- [ACTIVITY]: Give back the full listing exactly as written.

#### GIVEN RECORDS ####

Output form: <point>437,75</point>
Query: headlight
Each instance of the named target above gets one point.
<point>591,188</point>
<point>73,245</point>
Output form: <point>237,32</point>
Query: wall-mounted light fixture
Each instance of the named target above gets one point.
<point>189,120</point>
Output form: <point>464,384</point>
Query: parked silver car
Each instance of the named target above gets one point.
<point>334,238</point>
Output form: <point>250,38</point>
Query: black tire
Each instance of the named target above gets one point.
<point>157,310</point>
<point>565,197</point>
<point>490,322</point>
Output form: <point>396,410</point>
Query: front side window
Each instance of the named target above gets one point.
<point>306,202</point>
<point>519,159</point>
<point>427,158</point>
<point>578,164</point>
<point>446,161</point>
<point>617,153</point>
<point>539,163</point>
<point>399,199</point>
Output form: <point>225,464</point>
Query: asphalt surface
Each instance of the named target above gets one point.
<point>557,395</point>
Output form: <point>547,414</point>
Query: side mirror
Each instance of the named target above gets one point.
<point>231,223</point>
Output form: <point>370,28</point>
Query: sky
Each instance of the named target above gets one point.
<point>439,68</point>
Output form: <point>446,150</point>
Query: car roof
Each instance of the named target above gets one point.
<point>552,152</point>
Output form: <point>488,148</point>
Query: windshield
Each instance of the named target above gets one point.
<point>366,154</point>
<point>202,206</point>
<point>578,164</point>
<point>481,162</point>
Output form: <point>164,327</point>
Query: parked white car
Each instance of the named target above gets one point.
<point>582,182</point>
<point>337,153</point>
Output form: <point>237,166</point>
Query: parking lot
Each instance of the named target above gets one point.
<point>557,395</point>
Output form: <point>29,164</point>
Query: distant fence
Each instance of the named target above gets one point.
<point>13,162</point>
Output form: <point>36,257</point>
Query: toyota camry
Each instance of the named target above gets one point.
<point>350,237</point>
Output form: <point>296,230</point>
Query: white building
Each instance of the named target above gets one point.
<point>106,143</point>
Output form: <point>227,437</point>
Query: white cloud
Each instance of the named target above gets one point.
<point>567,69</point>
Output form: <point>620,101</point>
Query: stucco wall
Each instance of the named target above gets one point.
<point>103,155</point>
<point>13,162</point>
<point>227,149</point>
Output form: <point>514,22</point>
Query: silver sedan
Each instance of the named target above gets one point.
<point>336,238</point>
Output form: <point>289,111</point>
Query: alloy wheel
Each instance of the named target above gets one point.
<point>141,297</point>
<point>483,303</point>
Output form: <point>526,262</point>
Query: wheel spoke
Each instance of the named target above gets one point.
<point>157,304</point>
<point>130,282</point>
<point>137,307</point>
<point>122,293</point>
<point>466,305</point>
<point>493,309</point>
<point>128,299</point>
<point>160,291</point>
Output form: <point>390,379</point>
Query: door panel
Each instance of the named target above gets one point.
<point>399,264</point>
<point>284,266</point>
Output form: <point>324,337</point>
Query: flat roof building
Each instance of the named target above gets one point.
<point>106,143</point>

####

- [RESULT OF THE TASK]:
Output form: <point>437,75</point>
Query: headlight
Each instance of the named target above gets one point.
<point>591,188</point>
<point>73,245</point>
Output form: <point>237,32</point>
Query: wall-mounted light fixture
Each instance of the named target above gets one point.
<point>189,120</point>
Output form: <point>464,384</point>
Query: parked silver car
Each instance of the named target above gets one point.
<point>334,238</point>
Output form: <point>250,38</point>
Query: black tire
Each instance of the named target above gets one point.
<point>157,310</point>
<point>565,197</point>
<point>490,322</point>
Output form: <point>396,410</point>
Query: front side window
Each instance of the named target above gets one point.
<point>306,202</point>
<point>519,159</point>
<point>427,158</point>
<point>578,164</point>
<point>446,161</point>
<point>617,153</point>
<point>539,163</point>
<point>399,199</point>
Output form: <point>225,464</point>
Query: asphalt surface
Each instance of the named target above gets one point.
<point>557,395</point>
Output form: <point>547,414</point>
Query: side mirror
Each instance of the named target above gets one point.
<point>231,223</point>
Output form: <point>370,28</point>
Query: sky
Each instance of the named target above gets one point.
<point>439,68</point>
Output form: <point>446,150</point>
Query: car roof
Each instance of the named target above gets one point.
<point>552,152</point>
Output form: <point>488,148</point>
Query: windshield
Each instance of the named target above gets one point.
<point>366,154</point>
<point>202,206</point>
<point>578,164</point>
<point>481,162</point>
Output form: <point>164,327</point>
Query: parked white car
Each instance of the named target above gets one point.
<point>582,182</point>
<point>337,153</point>
Output form: <point>237,166</point>
Query: parking lot
Each instance of the named target above gets one point.
<point>557,395</point>
Output form: <point>29,164</point>
Query: distant fence
Each instance of the named target above gets one point.
<point>13,162</point>
Output form: <point>36,257</point>
Query: toyota camry
Each instance of the named target above gets one point.
<point>350,237</point>
Output form: <point>296,230</point>
Query: white building
Each instance of the named target above gets one point.
<point>106,143</point>
Output form: <point>227,437</point>
Query: white cloud
Each instance of the named target above gets one point.
<point>567,69</point>
Output form: <point>620,101</point>
Query: stucco wall
Each instance of the named target above gets one point.
<point>103,155</point>
<point>13,162</point>
<point>227,149</point>
Output form: <point>514,22</point>
Query: silver sedan
Each instance of the named target above gets one point.
<point>336,238</point>
Output form: <point>289,111</point>
Query: alloy wheel
Each instance of the named target above gets one point.
<point>141,297</point>
<point>483,303</point>
Output form: <point>526,262</point>
Query: wheel spoke
Each instance of the named target above gets one point.
<point>157,304</point>
<point>130,282</point>
<point>137,307</point>
<point>122,293</point>
<point>466,305</point>
<point>493,309</point>
<point>128,299</point>
<point>160,291</point>
Output form: <point>390,379</point>
Query: door panel
Each instance of the named target above gets one point.
<point>399,264</point>
<point>284,266</point>
Output form: <point>324,337</point>
Query: flat roof building
Each instance of the named target above gets one point.
<point>106,143</point>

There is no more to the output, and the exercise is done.